--- SUPPLIED INFORMATION ---
****

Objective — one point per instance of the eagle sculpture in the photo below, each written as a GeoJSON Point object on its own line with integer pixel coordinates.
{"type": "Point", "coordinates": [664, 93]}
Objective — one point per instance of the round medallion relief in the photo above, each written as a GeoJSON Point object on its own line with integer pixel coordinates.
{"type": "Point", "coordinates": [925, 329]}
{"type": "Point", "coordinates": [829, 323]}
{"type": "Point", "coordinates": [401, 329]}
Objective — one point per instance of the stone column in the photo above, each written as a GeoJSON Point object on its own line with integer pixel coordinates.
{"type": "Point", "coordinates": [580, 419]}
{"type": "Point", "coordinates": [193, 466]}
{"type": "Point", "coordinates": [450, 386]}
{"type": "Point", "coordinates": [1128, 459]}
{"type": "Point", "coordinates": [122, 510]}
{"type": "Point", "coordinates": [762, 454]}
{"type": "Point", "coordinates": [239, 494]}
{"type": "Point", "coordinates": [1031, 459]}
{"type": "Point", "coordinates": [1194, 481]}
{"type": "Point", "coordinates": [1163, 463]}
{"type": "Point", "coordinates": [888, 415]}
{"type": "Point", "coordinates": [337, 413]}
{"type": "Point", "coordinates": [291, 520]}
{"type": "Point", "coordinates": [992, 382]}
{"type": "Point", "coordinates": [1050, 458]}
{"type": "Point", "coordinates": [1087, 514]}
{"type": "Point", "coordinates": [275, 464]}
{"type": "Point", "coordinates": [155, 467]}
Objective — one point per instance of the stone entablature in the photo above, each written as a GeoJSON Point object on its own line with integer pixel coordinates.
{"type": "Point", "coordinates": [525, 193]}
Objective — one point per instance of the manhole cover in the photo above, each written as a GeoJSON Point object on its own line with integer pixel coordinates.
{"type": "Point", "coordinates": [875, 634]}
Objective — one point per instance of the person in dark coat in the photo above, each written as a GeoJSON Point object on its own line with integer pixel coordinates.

****

--- WHAT THE EXERCISE ASKS ---
Return exactly the lines from the line holding "Objective — one point per instance of the manhole" to the last line of the data, with both of those lines included and nothing added.

--- EXERCISE OUTPUT ---
Objective — one point per instance of the manhole cover in the photo above, each written as a GeoJSON Point object on its own line with integer pixel coordinates.
{"type": "Point", "coordinates": [875, 634]}
Objective — one point per instance of the person in dark coat in the photo above, each written as a GeoJSON Point object on its own line with integer pixel coordinates.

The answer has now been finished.